*形状标注数据*
⁂

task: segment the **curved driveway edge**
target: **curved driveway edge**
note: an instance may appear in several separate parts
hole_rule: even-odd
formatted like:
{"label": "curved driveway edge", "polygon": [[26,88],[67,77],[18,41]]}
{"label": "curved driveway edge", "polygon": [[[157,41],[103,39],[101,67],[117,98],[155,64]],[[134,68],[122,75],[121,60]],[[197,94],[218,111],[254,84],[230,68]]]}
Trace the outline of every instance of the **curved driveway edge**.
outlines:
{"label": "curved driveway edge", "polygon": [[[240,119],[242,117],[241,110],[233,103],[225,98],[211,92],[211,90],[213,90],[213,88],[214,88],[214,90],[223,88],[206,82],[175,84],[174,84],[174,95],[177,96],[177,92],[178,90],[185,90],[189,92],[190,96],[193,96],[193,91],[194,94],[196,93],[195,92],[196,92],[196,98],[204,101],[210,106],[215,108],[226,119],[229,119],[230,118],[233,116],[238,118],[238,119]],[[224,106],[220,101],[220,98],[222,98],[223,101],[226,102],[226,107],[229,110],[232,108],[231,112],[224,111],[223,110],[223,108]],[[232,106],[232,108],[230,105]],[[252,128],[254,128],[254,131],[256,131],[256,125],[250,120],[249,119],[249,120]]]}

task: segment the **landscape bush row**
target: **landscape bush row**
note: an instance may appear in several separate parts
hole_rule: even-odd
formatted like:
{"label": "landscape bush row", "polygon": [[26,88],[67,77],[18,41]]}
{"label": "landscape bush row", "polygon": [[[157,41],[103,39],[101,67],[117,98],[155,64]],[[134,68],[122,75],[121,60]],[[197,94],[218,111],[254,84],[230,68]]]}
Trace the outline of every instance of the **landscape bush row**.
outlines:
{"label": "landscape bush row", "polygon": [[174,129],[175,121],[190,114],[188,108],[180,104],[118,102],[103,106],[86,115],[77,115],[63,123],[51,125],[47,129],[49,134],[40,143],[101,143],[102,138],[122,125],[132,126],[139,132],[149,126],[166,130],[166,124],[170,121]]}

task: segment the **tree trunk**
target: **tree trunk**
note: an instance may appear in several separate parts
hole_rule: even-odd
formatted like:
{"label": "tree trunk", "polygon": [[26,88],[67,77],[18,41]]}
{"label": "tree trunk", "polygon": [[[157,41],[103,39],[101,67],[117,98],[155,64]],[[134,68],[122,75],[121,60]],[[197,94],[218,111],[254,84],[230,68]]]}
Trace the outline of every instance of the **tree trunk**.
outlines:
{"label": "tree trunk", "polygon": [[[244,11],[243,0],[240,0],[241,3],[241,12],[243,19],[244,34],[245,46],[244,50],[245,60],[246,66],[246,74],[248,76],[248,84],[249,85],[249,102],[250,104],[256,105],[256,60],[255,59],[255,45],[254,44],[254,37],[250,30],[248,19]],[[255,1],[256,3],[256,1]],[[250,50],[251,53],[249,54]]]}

⁂

*任务说明*
将上方全部数据逐行以编号列表形式给出，空行一律略去。

*任务答复*
1. task: segment the **curved driveway edge**
2. target: **curved driveway edge**
3. note: an instance may appear in several separate parts
4. hole_rule: even-odd
5. formatted like:
6. {"label": "curved driveway edge", "polygon": [[26,88],[67,77],[18,41]]}
7. {"label": "curved driveway edge", "polygon": [[[157,41],[103,39],[101,67],[117,98],[155,64]],[[134,68],[122,75],[121,60]],[[197,94],[218,111],[254,84],[230,68]]]}
8. Trace the outline of every instance of the **curved driveway edge**.
9. outlines:
10. {"label": "curved driveway edge", "polygon": [[[240,119],[242,117],[241,110],[233,103],[225,98],[211,92],[211,90],[213,90],[213,88],[214,88],[214,90],[223,88],[206,82],[175,84],[174,84],[174,95],[177,96],[177,92],[178,90],[185,90],[189,92],[190,96],[193,96],[193,91],[194,94],[196,93],[195,92],[196,92],[196,98],[204,101],[210,106],[215,108],[226,119],[229,119],[230,118],[233,116],[238,118],[238,119]],[[224,106],[220,101],[220,98],[222,98],[223,101],[226,102],[226,107],[229,110],[232,108],[231,112],[224,111],[223,110],[223,108]],[[232,106],[232,108],[230,105]],[[252,128],[254,128],[254,131],[256,131],[256,125],[250,120],[249,119],[249,120]]]}
11. task: segment the **landscape bush row**
12. target: **landscape bush row**
13. note: an instance may appear in several separate parts
14. hole_rule: even-odd
15. formatted like:
16. {"label": "landscape bush row", "polygon": [[26,88],[67,77],[18,41]]}
17. {"label": "landscape bush row", "polygon": [[[157,41],[103,39],[101,67],[117,98],[155,64]],[[134,68],[122,75],[121,60]],[[197,94],[218,111],[254,84],[230,68]]]}
18. Trace the outline of every instance of the **landscape bush row**.
19. outlines:
20. {"label": "landscape bush row", "polygon": [[174,129],[175,121],[190,114],[188,108],[180,104],[118,102],[103,106],[86,115],[77,115],[63,123],[51,125],[47,129],[49,134],[40,143],[101,143],[102,138],[122,125],[132,126],[139,132],[149,126],[166,130],[166,124],[170,121]]}
21. task: segment the **tree trunk**
22. target: **tree trunk**
23. note: an instance may appear in several separate parts
24. hole_rule: even-odd
25. formatted like:
26. {"label": "tree trunk", "polygon": [[26,88],[67,77],[18,41]]}
27. {"label": "tree trunk", "polygon": [[[157,41],[103,39],[101,67],[117,98],[155,64]],[[134,68],[122,75],[121,60]],[[197,94],[218,111],[254,84],[230,68]]]}
28. Trace the outline of every instance of the **tree trunk**.
29. outlines:
30. {"label": "tree trunk", "polygon": [[[244,11],[243,0],[240,0],[241,3],[241,12],[243,19],[244,34],[245,46],[244,50],[245,60],[246,66],[246,74],[248,76],[248,84],[249,85],[249,102],[250,104],[256,105],[256,60],[255,59],[255,45],[254,44],[254,37],[250,30],[248,19]],[[255,1],[256,3],[256,1]],[[250,50],[251,53],[249,54]]]}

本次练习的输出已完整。